● **Task description**
Find each line in the records below that contains the string "rings" and copy those lines. Case counts.

● **Given data**
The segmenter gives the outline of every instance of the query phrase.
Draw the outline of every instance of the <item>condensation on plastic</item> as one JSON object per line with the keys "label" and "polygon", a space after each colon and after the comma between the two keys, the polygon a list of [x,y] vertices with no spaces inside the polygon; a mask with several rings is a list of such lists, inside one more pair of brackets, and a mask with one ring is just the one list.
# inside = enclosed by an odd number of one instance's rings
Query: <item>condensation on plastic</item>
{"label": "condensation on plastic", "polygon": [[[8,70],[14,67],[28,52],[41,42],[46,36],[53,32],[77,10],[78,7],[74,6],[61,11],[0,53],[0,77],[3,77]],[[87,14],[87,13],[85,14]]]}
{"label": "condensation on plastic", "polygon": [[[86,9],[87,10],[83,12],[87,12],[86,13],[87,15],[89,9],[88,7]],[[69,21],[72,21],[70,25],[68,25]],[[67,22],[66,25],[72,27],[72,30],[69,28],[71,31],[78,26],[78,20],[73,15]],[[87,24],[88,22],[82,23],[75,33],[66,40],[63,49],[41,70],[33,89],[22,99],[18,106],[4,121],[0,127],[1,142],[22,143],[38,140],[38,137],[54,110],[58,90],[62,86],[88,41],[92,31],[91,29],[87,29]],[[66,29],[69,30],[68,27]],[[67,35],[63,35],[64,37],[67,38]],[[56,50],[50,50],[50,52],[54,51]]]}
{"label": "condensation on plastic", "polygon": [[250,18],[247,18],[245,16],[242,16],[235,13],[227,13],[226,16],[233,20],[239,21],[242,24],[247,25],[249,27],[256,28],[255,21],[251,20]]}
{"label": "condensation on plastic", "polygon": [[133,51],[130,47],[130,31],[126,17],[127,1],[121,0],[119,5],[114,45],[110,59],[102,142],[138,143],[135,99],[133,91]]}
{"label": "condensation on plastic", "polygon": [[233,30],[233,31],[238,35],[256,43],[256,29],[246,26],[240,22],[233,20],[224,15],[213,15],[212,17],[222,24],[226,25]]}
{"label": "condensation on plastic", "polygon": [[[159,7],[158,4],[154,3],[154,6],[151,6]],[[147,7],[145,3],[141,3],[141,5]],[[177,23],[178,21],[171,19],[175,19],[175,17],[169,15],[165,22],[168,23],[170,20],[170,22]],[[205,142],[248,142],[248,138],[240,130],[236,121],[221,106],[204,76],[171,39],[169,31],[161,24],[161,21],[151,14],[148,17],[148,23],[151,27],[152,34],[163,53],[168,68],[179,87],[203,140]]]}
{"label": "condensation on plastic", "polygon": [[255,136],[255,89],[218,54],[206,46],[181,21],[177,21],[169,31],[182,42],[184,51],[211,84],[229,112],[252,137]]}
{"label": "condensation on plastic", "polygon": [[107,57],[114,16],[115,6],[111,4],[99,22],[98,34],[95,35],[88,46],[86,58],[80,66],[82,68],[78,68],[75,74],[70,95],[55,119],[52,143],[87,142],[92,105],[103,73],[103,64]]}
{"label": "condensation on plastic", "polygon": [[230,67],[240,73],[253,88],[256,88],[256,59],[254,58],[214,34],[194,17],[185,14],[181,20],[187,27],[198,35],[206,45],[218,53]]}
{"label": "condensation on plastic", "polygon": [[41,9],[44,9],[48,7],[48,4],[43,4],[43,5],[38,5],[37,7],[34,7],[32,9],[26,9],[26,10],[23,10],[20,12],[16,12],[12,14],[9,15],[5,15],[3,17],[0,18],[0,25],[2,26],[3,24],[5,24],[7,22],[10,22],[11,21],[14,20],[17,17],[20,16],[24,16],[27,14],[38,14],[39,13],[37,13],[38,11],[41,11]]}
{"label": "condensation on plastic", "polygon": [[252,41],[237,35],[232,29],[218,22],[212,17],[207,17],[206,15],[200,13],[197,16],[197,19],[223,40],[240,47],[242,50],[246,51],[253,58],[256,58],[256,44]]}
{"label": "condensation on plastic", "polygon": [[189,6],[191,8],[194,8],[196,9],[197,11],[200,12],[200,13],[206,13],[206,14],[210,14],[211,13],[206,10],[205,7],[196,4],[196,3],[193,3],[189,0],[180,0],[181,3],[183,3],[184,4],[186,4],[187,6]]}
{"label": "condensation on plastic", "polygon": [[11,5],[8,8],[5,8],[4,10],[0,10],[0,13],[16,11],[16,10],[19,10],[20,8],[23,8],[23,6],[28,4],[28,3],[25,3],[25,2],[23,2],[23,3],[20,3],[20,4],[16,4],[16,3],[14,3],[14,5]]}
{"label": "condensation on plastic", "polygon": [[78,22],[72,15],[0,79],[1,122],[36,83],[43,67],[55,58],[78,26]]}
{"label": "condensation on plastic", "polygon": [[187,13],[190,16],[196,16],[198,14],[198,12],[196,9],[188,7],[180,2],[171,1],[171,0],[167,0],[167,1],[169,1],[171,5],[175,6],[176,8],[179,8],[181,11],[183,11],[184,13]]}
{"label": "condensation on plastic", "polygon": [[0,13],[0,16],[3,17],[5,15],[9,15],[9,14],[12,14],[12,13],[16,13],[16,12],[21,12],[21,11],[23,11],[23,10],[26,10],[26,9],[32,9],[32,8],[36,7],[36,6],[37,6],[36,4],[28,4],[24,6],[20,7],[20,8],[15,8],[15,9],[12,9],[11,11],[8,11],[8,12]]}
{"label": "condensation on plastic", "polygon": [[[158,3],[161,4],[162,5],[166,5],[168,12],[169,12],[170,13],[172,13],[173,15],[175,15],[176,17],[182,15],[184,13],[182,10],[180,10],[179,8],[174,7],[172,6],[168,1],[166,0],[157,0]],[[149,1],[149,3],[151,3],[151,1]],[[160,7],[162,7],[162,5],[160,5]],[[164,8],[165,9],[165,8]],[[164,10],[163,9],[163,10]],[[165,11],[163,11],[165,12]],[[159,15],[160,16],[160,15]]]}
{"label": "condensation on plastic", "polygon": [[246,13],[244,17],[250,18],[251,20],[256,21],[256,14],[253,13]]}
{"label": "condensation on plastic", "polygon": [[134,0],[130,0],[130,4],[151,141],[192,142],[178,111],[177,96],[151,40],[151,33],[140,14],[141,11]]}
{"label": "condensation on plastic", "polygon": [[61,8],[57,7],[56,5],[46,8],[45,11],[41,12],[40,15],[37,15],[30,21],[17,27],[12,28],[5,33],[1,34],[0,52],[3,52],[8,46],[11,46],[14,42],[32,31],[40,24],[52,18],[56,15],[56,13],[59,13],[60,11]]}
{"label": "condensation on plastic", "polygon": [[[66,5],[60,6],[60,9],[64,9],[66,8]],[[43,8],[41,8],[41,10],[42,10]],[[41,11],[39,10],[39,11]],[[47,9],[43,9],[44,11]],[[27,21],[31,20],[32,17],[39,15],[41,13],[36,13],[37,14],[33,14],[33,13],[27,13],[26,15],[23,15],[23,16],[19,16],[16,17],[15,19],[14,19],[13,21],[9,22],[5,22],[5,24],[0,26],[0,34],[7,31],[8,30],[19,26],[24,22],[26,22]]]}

● **Answer to the task**
Draw the outline of every instance of the <item>condensation on plastic</item> as one JSON object per line with the keys "label" and "polygon", a space after each colon and after the comma between the two keys, the polygon a list of [x,y] vertices with no spaces inside the polygon; a mask with several rings is a list of such lists, inside one more pair of brackets, and a mask with one ring is just the one list.
# inside = enclosed by an odd number of one instance's rings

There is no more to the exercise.